DATA LISTING:
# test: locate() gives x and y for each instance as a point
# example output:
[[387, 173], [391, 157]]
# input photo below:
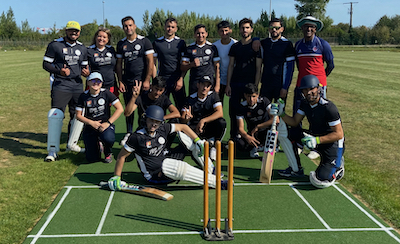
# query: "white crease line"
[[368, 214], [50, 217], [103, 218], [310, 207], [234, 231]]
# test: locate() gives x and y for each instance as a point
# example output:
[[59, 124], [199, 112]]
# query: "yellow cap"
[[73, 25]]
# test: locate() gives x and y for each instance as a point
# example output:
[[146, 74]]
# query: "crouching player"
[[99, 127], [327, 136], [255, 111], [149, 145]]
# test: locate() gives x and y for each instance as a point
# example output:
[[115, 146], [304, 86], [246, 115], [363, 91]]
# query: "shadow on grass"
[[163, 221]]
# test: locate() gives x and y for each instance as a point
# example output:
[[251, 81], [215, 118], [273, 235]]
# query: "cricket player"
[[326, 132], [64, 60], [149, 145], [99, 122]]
--
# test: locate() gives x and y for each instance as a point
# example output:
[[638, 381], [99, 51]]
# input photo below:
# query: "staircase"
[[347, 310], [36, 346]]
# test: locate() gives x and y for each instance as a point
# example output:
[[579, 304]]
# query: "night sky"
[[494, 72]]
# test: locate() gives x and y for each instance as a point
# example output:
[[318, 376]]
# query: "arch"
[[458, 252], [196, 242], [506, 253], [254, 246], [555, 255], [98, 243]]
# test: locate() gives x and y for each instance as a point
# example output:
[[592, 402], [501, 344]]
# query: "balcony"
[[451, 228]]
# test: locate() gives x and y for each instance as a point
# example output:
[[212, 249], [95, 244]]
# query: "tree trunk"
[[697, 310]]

THE PROBLEM: Pick out every line of the data above that contains the string "player", treating uppercase and lowercase letters as different.

EXERCISE SOLUTION:
# query: "crouching player"
# query: "cricket player"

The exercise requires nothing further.